(Input data):
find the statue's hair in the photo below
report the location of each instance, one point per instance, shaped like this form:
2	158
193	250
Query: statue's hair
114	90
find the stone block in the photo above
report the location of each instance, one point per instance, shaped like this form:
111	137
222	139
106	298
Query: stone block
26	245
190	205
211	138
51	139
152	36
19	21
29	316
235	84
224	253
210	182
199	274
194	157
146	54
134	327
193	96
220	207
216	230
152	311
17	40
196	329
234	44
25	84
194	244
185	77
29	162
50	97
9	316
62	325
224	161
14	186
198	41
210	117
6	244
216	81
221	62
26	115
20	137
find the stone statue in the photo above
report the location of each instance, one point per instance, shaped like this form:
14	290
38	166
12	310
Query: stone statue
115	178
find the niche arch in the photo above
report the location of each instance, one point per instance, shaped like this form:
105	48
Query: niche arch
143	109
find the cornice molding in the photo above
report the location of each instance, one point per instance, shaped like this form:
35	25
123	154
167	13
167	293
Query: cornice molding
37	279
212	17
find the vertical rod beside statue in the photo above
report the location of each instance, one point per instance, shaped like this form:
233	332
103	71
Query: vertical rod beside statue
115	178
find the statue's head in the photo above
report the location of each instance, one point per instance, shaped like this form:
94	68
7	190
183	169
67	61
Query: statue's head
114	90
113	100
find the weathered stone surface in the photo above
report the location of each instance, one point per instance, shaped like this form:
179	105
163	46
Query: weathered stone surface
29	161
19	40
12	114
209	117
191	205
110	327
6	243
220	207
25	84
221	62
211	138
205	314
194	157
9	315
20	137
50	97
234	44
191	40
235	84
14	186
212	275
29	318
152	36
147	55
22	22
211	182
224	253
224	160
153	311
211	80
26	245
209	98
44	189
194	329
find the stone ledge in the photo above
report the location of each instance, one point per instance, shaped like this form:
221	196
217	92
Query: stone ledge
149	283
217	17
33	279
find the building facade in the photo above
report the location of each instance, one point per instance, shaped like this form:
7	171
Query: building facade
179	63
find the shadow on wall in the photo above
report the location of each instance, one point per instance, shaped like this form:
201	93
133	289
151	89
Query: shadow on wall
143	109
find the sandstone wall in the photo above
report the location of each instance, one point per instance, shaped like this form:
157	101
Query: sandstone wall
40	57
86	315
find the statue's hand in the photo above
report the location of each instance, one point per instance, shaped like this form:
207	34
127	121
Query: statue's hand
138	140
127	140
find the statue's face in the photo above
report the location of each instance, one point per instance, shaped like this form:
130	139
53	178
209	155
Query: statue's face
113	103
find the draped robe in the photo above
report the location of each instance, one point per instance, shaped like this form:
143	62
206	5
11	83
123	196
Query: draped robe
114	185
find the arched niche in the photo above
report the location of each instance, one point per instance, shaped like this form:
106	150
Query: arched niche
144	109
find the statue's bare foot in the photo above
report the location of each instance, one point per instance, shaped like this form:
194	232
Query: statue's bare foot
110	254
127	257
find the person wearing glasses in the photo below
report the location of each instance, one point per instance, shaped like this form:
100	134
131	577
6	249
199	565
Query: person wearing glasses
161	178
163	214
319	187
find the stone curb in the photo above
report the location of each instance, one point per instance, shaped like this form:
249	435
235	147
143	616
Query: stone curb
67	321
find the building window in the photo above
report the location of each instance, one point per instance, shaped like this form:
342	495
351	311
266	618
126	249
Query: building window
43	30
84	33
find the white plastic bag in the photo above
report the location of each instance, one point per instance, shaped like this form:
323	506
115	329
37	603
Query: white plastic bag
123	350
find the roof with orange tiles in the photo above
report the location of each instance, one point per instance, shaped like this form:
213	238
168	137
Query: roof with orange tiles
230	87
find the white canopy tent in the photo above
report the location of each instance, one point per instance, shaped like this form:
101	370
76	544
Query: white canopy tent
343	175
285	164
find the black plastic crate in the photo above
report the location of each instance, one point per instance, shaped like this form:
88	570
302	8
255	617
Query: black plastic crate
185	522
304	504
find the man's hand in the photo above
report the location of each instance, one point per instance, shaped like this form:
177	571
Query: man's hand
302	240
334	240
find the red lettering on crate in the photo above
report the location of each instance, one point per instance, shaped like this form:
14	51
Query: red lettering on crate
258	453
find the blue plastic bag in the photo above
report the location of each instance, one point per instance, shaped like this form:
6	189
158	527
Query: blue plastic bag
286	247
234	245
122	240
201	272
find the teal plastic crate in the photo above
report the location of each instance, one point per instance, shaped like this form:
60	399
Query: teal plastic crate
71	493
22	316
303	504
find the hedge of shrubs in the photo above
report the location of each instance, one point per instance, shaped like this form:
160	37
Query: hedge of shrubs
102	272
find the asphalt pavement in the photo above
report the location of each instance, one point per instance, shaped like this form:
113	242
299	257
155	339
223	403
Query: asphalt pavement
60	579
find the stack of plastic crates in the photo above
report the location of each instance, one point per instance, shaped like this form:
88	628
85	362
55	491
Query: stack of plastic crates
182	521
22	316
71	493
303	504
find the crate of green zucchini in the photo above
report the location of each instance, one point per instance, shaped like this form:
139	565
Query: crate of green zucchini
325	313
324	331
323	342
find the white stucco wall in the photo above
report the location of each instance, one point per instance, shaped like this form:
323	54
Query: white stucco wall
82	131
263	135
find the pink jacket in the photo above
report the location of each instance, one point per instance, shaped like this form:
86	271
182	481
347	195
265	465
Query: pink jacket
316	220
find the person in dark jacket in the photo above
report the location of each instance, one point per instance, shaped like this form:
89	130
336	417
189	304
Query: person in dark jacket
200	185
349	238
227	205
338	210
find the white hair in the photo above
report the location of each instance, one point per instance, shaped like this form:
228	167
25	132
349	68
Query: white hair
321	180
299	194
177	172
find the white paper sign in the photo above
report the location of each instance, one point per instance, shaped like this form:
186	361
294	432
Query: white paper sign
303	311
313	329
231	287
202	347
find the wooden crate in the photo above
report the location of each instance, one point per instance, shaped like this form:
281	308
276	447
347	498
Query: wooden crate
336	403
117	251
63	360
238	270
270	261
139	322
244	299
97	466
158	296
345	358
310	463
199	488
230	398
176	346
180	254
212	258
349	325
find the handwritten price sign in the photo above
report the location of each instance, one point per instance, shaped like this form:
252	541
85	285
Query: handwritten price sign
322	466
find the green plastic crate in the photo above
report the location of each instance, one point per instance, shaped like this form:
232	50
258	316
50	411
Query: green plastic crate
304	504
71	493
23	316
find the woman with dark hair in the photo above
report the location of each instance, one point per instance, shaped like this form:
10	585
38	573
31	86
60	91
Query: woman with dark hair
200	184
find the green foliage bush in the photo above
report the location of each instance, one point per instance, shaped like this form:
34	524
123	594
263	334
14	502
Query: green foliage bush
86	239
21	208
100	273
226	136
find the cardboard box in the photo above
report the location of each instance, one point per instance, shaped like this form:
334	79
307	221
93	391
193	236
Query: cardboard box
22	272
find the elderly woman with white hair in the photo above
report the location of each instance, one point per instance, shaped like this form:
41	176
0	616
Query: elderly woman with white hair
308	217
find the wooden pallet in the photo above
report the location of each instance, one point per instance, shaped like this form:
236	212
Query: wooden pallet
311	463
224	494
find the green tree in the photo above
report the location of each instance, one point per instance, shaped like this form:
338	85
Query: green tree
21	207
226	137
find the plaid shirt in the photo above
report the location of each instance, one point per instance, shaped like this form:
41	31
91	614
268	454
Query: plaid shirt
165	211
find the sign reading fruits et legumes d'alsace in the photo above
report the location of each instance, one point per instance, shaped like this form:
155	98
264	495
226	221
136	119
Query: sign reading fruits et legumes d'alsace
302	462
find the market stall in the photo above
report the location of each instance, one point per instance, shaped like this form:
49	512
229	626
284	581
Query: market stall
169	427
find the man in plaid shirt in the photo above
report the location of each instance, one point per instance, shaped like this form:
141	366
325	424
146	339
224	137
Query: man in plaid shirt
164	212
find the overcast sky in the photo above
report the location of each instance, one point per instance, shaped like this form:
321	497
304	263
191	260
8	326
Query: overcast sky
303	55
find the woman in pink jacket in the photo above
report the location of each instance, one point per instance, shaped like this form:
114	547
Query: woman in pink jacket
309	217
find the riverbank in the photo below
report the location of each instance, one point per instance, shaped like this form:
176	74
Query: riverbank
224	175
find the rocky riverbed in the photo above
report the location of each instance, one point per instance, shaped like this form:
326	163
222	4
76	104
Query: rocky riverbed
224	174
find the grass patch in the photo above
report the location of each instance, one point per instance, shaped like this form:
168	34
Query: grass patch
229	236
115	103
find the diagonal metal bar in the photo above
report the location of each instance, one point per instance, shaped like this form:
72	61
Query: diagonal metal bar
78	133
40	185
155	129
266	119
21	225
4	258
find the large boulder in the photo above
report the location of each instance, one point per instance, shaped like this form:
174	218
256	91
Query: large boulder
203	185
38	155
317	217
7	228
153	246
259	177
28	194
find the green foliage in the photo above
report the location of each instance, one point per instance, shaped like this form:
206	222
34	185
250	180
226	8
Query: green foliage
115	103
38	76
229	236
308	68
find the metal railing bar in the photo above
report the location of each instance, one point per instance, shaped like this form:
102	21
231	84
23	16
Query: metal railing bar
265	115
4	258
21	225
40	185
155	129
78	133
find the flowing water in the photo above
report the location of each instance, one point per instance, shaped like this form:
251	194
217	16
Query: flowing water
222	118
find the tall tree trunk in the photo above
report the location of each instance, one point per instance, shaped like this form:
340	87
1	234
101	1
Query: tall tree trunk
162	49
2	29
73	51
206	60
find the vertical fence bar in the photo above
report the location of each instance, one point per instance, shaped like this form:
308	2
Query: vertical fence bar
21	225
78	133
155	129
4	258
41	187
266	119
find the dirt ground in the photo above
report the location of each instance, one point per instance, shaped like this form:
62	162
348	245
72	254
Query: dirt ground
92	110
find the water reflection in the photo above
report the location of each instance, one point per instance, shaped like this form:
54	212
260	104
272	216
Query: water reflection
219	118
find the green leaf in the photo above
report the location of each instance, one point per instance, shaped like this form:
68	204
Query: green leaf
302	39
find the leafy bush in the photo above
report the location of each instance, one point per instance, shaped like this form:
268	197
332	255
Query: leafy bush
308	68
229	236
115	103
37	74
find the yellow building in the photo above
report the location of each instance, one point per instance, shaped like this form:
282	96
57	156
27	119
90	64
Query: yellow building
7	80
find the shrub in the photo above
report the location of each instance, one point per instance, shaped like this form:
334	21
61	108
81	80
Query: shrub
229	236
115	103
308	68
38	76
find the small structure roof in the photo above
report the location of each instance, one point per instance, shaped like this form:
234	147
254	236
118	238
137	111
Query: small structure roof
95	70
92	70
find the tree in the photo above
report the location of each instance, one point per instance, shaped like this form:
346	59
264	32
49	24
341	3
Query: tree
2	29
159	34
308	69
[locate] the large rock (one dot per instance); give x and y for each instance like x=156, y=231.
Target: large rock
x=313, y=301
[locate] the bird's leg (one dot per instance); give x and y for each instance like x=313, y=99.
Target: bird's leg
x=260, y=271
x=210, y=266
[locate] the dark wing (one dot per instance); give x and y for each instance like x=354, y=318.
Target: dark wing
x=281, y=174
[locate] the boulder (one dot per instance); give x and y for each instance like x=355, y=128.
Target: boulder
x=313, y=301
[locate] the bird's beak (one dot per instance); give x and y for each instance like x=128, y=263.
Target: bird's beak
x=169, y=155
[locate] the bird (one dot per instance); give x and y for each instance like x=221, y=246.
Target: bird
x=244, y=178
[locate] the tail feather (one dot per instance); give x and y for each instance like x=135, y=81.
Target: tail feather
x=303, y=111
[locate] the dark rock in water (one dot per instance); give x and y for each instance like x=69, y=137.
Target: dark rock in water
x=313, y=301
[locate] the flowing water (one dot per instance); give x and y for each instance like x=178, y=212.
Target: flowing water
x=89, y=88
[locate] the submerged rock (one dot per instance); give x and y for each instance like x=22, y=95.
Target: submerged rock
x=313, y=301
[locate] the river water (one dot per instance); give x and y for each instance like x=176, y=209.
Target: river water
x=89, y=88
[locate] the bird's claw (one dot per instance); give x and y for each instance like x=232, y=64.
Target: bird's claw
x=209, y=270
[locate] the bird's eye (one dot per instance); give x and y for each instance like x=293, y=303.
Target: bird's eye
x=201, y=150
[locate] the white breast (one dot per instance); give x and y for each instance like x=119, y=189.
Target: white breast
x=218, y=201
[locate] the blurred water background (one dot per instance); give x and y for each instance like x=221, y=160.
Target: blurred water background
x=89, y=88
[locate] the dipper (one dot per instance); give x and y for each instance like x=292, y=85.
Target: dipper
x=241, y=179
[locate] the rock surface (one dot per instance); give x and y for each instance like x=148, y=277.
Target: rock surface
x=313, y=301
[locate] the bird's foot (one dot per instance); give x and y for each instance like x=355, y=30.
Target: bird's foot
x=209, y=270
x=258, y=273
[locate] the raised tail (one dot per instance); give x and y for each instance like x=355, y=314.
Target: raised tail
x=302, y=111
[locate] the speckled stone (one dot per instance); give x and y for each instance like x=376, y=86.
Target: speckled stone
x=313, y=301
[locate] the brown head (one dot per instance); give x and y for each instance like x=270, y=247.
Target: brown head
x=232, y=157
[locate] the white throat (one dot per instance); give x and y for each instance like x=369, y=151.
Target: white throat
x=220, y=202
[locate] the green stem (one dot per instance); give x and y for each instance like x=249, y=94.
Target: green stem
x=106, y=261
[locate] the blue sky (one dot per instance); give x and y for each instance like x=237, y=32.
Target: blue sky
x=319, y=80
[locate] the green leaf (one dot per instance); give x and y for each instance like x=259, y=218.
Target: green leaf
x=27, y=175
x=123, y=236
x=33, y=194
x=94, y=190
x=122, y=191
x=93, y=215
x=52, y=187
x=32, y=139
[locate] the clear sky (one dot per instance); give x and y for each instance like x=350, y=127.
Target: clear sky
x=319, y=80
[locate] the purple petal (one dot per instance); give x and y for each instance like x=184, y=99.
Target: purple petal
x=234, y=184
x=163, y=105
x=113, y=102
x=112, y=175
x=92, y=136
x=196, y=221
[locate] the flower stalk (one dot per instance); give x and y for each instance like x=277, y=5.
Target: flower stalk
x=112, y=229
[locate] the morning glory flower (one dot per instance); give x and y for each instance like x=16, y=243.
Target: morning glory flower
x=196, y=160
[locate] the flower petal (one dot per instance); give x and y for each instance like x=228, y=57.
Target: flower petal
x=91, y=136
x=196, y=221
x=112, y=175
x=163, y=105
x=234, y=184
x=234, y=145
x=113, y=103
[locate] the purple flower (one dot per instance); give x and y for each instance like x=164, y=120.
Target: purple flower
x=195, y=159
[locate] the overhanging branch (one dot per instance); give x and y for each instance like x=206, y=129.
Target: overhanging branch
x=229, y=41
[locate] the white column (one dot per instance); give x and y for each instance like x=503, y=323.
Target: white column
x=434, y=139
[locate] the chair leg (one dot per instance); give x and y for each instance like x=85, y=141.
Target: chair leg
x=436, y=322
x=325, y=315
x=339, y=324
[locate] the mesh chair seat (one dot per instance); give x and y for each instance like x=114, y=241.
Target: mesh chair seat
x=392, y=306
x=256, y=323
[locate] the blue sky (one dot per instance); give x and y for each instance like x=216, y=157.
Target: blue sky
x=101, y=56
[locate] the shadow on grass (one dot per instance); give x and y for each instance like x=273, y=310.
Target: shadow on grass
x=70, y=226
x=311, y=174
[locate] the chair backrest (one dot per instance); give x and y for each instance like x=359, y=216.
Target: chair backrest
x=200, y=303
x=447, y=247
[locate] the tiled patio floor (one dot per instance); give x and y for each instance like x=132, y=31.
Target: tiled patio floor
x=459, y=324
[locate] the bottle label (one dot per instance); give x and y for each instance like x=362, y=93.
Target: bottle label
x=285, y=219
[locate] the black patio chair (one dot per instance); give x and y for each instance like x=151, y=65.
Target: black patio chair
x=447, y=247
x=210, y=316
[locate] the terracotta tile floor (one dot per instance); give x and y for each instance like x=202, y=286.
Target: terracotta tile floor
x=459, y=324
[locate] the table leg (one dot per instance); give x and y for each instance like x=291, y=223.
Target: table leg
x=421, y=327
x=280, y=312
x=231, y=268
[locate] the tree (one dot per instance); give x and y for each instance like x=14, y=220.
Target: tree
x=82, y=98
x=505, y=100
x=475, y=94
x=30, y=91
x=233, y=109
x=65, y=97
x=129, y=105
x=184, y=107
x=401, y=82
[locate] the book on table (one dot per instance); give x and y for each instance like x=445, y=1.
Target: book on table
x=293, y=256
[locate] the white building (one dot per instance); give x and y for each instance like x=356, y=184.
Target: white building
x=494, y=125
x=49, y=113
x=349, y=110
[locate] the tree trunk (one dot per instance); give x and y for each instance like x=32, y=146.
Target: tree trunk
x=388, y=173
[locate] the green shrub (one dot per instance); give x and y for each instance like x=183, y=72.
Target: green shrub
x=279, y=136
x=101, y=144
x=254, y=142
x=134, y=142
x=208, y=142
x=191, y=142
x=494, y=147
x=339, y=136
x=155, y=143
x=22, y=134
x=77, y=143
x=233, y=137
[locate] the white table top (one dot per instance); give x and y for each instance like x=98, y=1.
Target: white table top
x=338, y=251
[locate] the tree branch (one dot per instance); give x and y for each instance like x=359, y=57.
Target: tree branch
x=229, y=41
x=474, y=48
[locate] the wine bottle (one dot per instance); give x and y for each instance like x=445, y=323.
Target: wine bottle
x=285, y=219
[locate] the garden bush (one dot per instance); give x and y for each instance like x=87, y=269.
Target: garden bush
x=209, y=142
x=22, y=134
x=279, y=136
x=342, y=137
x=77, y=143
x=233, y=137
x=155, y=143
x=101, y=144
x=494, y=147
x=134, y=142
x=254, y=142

(Task directions): Write out, exactly as shown, only the lines running from the one that contains "[locate] the garden" to the last line above.

(Expected output):
[locate] the garden bush (one dot per instance); give x and y for each instance like x=87, y=269.
Target: garden bush
x=209, y=142
x=22, y=134
x=279, y=136
x=342, y=137
x=77, y=143
x=233, y=137
x=155, y=143
x=101, y=144
x=494, y=147
x=134, y=142
x=254, y=142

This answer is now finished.